_PAGE_

↓↓↓

Within the decade, analysts predict that hurricanes will be more frequent or intense, and that above-average-strength storms will occur on average six times a year when traditionally they occurred twice. Acreage destroyed by wildfires has already nearly doubled since the early 1990s. The boundaries of “tornado alley” are moving further east, to more populous areas. Rising average temperatures put more electric infrastructure at risk of malfunctioning or operating less efficiently during periods of spiking demand. More people are living in areas more prone to flooding.
These realities, laid out by reports such as the Fourth National Climate Assessment from 2018, aren’t the most extreme of the doomsday scenarios, but make a case for why and how utilities can adapt their systems for the near- and long-term likelihood of extreme weather.
Potential Costs
Utility adaptation strategies have costs to implement, and costs associated with inaction.
In a 2019 report, Why, and how, utilities should start to manage climate-change risk, McKinsey and Company estimate that the cost of damage and lost revenue for large southeastern utilities will rise by 23% as a result of increasingly extreme weather. In the long term, the report lays out the case for investing in prevention and creating resilience, such as through “strengthening the grid, exploring investments in batteries and microgrids, and working with new partners,” which it posits will be a significantly less expensive strategy for utilities and the communities they serve.
Recovery costs and challenges following extreme weather events have already increased as critical pieces of the electric system become vulnerable. For example, 44 power plants were in flooded areas during Hurricane Irene and 69 during Hurricane Sandy.
The McKinsey report extrapolated that the average economic damage for each Southeastern investor-owned utility would be $1.7 billion by 2050, compared to an estimated cost of $700 million to $1 billion to prepare for impacts related to climate change.
“While each utility’s cost-benefit calculation will differ based on its unique risk exposure profile and infrastructure costs, our conclusion is that it pays to prepare for extreme weather,” the McKinsey report concluded. “There are also likely to be ancillary benefits, such as improved reliability and enhanced diversity of supply.”
Adjusting Strategy
The two utilities are about 2,500 miles apart, and their climate, customer base, and systems are very different, but Seattle City Light in Washington state and Riviera Utilities in the southern tip of Alabama are, like other public power utilities, finding solutions to make their systems more resilient, such as hardening assets, decentralizing generation, and creating microgrids.
For James Wallace, chief operating officer at Riviera, the effort to protect the utility against hurricanes and other storms along the gulf coast and make the system more resilient has been a priority for the utility for about two decades.
“We’ve just had to adjust,” he said, as he described the weather that has swept through the region. “Hurricane Sally in 2020, for instance, really wiped out the county and about a month later Hurricane Zeta came along and glanced us. Sally devastated our system. There was no damage to us from Zeta, but it created severe problems for an investor-owned utility 30 miles to the west of us, where we sent crews to help.”
He said severe hurricanes seem to be more frequent, and afternoon thunderstorms, with severe lightning and potential wind damage, pop up much more often.
“Day-to-day weather is just different,” he said. “We had temperatures below freezing around Christmas. That isn’t normal. People here aren’t used to having to insulate their pipes.”

↑↑↑

Please carry on the article about utilities adapting to extreme weather, starting right after its last sentence; the lines that follow are separate from it.

_RAW DATA_

↓↓↓

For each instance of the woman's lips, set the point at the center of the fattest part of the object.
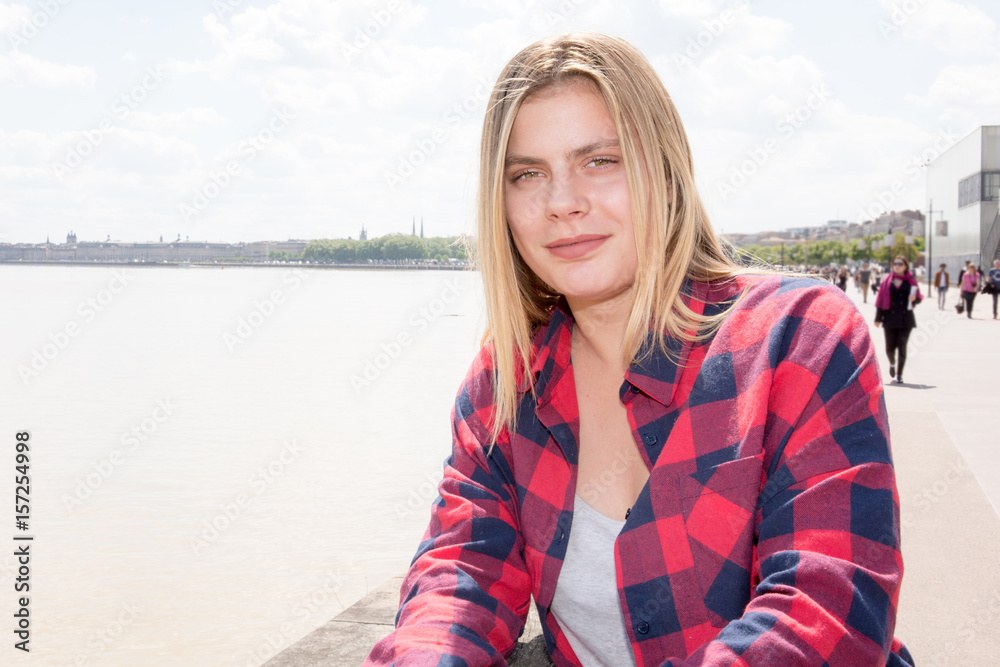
(578, 247)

↑↑↑

_EXERCISE RESULT_
At Seattle City Light, Rhonda Strauch, climate change research and adaptation advisor, is focused on a different set of concerns. Diminishing snow melt and runoff reduces the hydroelectric generation that the public power utility depends on for nearly 90% of its power. It also must deal with more and larger forest fires (and their often-related mudslides) along with temperatures shifting from the region’s steady norm, which can even damage inner-city underground lines, a new problem for the utility.
“We see this as central to our mission now,” she said. “In 2015, we developed a plan with strategies for handling the range of problems related to climate change, but we were experiencing impacts at that very same time and have since,” she said, noting that they are updating the plan to create an “information hub” that can be an evolving source of information about changing concerns and efforts to mitigate them.
Understanding Risk
A federal report entitled Climate Change and the Electricity Sector: Guide for Climate Change Resilience Planning provides a step-by-step toolkit for assessing vulnerabilities and tackling the potential damage from natural disasters. “Vulnerabilities and feasible solutions vary widely by utility, component, system, region, and geography,” that report said. “Actions taken to improve resilience today, even as a part of routine planning and maintenance, could deliver significant benefits to all users of electricity both now and in the future.”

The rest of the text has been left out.